| DIRECTIONS FOR THIS TASK |
An exact reproduction of all the entries is the expected answer.

--- AVAILABLE DATA Enclosed Below ---

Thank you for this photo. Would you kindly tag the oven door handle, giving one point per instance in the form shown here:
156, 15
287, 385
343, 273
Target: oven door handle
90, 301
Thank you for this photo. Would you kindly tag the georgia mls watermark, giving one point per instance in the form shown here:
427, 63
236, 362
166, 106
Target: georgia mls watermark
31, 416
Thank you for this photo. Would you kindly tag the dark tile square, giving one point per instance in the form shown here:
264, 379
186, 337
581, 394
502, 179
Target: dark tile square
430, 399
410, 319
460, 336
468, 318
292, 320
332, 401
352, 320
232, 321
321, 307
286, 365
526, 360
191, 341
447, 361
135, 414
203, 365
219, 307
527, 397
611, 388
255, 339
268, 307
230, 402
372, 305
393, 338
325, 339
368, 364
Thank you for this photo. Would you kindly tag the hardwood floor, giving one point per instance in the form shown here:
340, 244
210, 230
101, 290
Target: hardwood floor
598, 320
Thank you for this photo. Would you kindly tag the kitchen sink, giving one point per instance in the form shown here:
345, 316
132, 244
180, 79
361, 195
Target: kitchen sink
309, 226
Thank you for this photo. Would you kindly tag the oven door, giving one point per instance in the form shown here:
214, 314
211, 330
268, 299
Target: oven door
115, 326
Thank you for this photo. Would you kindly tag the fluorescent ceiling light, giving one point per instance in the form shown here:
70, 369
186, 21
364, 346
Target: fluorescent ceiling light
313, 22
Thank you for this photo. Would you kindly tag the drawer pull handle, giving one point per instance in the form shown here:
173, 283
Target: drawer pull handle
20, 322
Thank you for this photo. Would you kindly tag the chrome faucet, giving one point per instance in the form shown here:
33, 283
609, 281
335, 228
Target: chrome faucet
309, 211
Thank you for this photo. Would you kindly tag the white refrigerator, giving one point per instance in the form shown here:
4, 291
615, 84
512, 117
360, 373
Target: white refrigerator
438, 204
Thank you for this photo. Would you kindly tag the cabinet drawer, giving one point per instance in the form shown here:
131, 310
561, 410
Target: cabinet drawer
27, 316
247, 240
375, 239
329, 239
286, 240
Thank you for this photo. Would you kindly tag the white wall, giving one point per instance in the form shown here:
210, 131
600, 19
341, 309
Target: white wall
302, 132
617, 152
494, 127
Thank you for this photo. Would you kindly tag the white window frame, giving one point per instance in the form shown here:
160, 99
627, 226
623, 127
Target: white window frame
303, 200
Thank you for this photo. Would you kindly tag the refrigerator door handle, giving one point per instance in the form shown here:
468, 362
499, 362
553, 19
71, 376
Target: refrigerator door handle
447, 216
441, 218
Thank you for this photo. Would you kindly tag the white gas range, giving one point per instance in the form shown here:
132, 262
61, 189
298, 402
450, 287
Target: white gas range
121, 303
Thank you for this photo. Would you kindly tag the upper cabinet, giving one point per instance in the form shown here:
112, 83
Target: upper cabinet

--- End of Enclosed AVAILABLE DATA ---

| EXPECTED ANSWER |
Thank you for this photo. Would you kindly tag the oven door handle, giving one point per instance in the form shown here:
156, 15
287, 385
343, 273
Target: oven door handle
90, 301
Thank you for this photo. Would you kindly tag the georgia mls watermark, giving one point per instance in the form shown here:
427, 63
236, 362
166, 106
Target: georgia mls watermark
31, 416
Thank you for this photo. Would you kindly tag the dark tile square, giving one point per instance in the form shown here:
264, 379
186, 337
581, 394
502, 179
Target: dark tile square
430, 399
410, 319
460, 336
468, 318
292, 320
332, 401
352, 320
232, 321
321, 307
286, 365
526, 360
191, 341
447, 361
135, 414
203, 365
219, 307
527, 397
611, 388
255, 339
268, 307
230, 402
372, 305
393, 338
325, 339
368, 364
Thank you for this photo. Would you kindly tag the hardwood floor, giving one point per instance in the form shown here:
340, 244
210, 230
101, 290
Target: hardwood floor
598, 320
Thank you for this photo. Would you kindly tag the kitchen sink, giving one point per instance in the form shown here:
345, 316
132, 244
180, 79
361, 195
Target: kitchen sink
309, 226
Thank you for this photo. Would you kindly tag the oven door, giving one point per instance in the form shown here:
214, 314
211, 330
268, 299
Target: oven door
115, 326
Thank you for this photo. Would you kindly tag the fluorescent ceiling light, giving one point per instance in the form shown here:
70, 369
186, 21
364, 346
Target: fluorescent ceiling light
313, 22
Thank you for this photo. Would you kindly tag the drawer pull handle, giving one point per instance in the form shown here:
173, 283
Target: drawer pull handle
20, 322
Thank you for this photo. Would you kindly tag the chrome faucet, giving one point per instance in the form shown here:
33, 283
609, 281
335, 228
Target: chrome faucet
309, 211
Thank you for this photo. Would you kindly tag the white refrigerator, giving one point per instance in the form shown here:
4, 291
615, 84
512, 117
360, 373
Target: white refrigerator
438, 204
Thank you for this photo. Would you kindly tag the cabinet drawer, giving one point per instance in the form shown here:
131, 310
561, 410
Target: cabinet drawer
27, 316
247, 240
375, 239
329, 239
286, 240
Thank you for this photo. Would you kindly tag the white wall, giving one point per instance in the form shown here:
210, 131
600, 19
341, 309
Target: white wall
302, 132
617, 152
494, 127
Thank you for this photo. Would you kindly tag the white window frame, giving one point per instance in the form shown here:
160, 99
627, 226
623, 127
Target: white window frame
303, 200
Thank you for this photo. Would you kindly tag the refrigerator door handle, giving one point per instance in the form shown here:
468, 362
499, 362
553, 19
71, 376
Target: refrigerator door handle
447, 216
441, 218
Thank you for this photo. Would you kindly tag the white gas range, giving one point per instance in the form shown here:
132, 262
61, 189
298, 402
450, 287
Target: white gas range
121, 303
Thank you for this photo. Would you kindly tag the upper cabinet, giving one point per instance in the form shown here:
112, 83
Target: upper cabinet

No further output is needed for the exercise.